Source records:

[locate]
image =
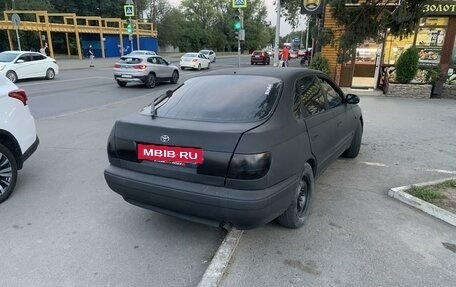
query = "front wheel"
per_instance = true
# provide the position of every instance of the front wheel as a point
(50, 74)
(8, 173)
(296, 213)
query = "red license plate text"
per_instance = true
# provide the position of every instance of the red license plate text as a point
(170, 153)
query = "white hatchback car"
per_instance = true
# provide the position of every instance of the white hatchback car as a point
(18, 138)
(16, 65)
(209, 54)
(194, 61)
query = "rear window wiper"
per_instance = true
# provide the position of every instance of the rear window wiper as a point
(153, 110)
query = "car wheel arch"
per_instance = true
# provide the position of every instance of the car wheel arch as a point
(10, 142)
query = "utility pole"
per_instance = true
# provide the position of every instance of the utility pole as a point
(277, 36)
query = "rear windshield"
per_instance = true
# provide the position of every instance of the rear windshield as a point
(130, 60)
(7, 57)
(223, 98)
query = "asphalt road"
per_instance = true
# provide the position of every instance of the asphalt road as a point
(64, 227)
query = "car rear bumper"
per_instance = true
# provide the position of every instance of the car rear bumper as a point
(133, 78)
(258, 60)
(244, 209)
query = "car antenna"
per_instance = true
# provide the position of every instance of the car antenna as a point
(153, 110)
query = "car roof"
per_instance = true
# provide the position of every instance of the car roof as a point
(283, 74)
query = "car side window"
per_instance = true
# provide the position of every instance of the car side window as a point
(334, 98)
(37, 57)
(309, 98)
(25, 57)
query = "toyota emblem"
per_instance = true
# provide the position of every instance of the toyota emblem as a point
(164, 138)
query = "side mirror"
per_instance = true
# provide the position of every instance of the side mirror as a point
(351, 99)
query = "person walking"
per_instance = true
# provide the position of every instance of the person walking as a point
(285, 56)
(91, 56)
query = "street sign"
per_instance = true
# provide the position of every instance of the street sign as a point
(129, 10)
(239, 3)
(16, 20)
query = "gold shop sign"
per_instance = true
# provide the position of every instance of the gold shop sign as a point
(440, 7)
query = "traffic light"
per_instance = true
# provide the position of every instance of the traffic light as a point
(237, 19)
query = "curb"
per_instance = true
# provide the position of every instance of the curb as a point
(214, 272)
(440, 213)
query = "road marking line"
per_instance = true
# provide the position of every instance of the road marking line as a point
(219, 263)
(374, 163)
(64, 81)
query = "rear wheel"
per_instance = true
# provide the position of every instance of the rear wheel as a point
(296, 213)
(50, 74)
(355, 146)
(150, 81)
(175, 77)
(8, 173)
(11, 75)
(121, 84)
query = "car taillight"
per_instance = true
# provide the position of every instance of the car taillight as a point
(249, 166)
(140, 67)
(20, 95)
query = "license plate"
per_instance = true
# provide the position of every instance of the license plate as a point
(174, 154)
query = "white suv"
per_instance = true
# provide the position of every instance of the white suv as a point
(18, 139)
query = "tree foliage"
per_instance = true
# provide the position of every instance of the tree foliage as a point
(370, 20)
(407, 65)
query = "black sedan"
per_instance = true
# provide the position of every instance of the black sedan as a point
(235, 147)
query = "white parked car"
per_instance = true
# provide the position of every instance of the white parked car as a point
(142, 52)
(17, 65)
(209, 54)
(194, 61)
(144, 69)
(18, 139)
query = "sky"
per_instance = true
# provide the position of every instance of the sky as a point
(285, 28)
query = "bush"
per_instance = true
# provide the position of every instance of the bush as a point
(319, 62)
(407, 65)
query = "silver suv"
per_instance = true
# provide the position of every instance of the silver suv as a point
(146, 69)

• [Goal of the exercise]:
Exactly as written, reproduce all of the entries while dropping the pictures.

• [Solved problem]:
[locate]
image =
query = "front wheel"
per_instance = true
# provide the position of every instance of the front wheel as a point
(50, 74)
(8, 173)
(296, 213)
query = "red license plate text"
per_instance = true
# provide the position of every instance of the red license plate text as a point
(170, 153)
query = "white hatchback car"
per_instance = true
# provide the position of every instance of the white hatchback car as a point
(18, 138)
(16, 65)
(209, 54)
(194, 61)
query = "rear window wiper"
per_instance = true
# provide the position of every instance of the rear window wiper as a point
(153, 110)
query = "car wheel arch"
per_instance = true
# provide the position of every instance of the car wheel arch as a point
(10, 142)
query = "utility pole"
per_instance = true
# provide the position of every instance of the utility pole as a point
(277, 36)
query = "rear windshield"
per_instance = true
# provide the position of every instance of the rear windshield as a point
(130, 60)
(7, 57)
(223, 98)
query = "asphalt road"
per_instance = true
# provide the position of every instance of the asphalt road as a point
(64, 227)
query = "car rear bumper"
per_instance = true
# provide the position of every instance of the car rear bumper as a point
(133, 78)
(258, 60)
(244, 209)
query = "car antenna"
per_instance = true
# provide the position of every instance of the car antenna as a point
(153, 110)
query = "car roof"
per_instance = true
# provide the position of every instance of the car roof as a point
(283, 74)
query = "car side window"
per_instance = true
# provide the position of every instance of the car side window as a point
(334, 98)
(37, 57)
(309, 98)
(25, 57)
query = "toyota emblem"
per_instance = true
# provide the position of every instance of the toyota emblem as a point
(164, 138)
query = "side mirror"
per_instance = true
# provide the position of every instance of the side mirror as a point
(351, 99)
query = "person walking"
per_instance = true
# provide the position of every instance of the person walking as a point
(285, 56)
(91, 56)
query = "street sign"
per_instance = true
# provide the position of every instance of the street sign as a point
(129, 10)
(239, 3)
(16, 20)
query = "gold shop sign"
per_instance = true
# provide the position of every instance of the gold shop sign as a point
(440, 7)
query = "traffic light"
per_instance = true
# provide the position of every instance of the traffic light as a point
(237, 19)
query = "curb"
per_instance = true
# provide the position of every instance of the curb as a point
(214, 272)
(440, 213)
query = "road marking line"
per_instance = true
# provide the position of every instance of the road marking line as a point
(219, 263)
(374, 163)
(64, 81)
query = "rear wheel"
per_instance = true
# provide the position of every instance of the rear wheel as a point
(296, 213)
(50, 74)
(355, 146)
(150, 81)
(175, 77)
(8, 173)
(11, 75)
(121, 84)
query = "car taillight"
per_instance = true
# provide the position of every instance of the car taillight as a point
(249, 166)
(140, 67)
(20, 95)
query = "license plate"
per_instance = true
# provide the position of every instance of the license plate as a point
(174, 154)
query = "white suv"
per_instance = true
# provide the position of every instance of the white suv as a point
(18, 139)
query = "tree foliage"
per_instance = true
# provide the position of every instance of the tree foliage as a point
(370, 20)
(407, 65)
query = "black sedan"
per_instance = true
# provide the position of every instance of the black sedan as a point
(235, 147)
query = "white parked car"
per_instance = true
# provide the position of every instance of the white parked car as a point
(142, 52)
(17, 65)
(209, 54)
(194, 61)
(144, 69)
(18, 139)
query = "sky"
per_instance = true
# provide the position of every instance of the sky as a point
(285, 28)
query = "bush"
per_instance = true
# provide the position of every instance of the bush as a point
(319, 62)
(407, 65)
query = "silver suv"
per_instance = true
# provide the position of every instance of the silver suv as a point
(146, 69)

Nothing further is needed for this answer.